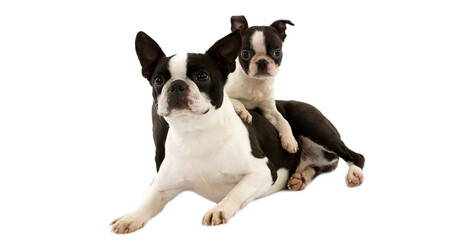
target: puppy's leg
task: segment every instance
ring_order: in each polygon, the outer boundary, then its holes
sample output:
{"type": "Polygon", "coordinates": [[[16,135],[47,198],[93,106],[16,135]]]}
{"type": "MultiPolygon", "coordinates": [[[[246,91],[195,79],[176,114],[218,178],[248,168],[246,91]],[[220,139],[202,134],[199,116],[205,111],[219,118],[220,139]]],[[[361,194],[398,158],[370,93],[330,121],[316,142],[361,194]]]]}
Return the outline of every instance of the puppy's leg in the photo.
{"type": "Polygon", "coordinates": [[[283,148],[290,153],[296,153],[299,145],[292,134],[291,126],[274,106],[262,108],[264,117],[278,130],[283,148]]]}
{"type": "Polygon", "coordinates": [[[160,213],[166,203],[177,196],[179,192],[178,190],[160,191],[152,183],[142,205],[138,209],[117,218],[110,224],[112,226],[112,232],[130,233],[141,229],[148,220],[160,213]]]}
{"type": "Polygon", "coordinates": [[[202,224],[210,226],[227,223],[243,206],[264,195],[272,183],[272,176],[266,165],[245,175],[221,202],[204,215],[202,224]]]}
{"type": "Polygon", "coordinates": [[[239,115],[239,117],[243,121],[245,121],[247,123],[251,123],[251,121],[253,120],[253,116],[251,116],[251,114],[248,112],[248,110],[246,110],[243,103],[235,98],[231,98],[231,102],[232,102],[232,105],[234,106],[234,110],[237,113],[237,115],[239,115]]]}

┄┄┄┄┄┄┄┄┄┄

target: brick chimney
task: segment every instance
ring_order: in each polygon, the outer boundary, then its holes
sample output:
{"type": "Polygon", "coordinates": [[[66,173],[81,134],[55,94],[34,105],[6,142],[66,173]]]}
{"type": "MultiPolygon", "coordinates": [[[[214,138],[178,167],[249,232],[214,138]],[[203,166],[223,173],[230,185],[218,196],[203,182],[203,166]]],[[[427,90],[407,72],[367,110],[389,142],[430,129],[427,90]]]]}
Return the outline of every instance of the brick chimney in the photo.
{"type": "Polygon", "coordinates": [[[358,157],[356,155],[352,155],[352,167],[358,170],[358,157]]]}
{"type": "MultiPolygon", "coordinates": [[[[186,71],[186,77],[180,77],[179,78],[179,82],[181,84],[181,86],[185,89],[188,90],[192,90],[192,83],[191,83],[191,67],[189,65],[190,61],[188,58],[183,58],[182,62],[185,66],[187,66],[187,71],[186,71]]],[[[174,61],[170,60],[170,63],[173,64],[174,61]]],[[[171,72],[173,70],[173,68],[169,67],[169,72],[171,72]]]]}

┄┄┄┄┄┄┄┄┄┄

* What to do
Find the word "target" in the records, and report each line that has it.

* Completed task
target: puppy's leg
target: brick chimney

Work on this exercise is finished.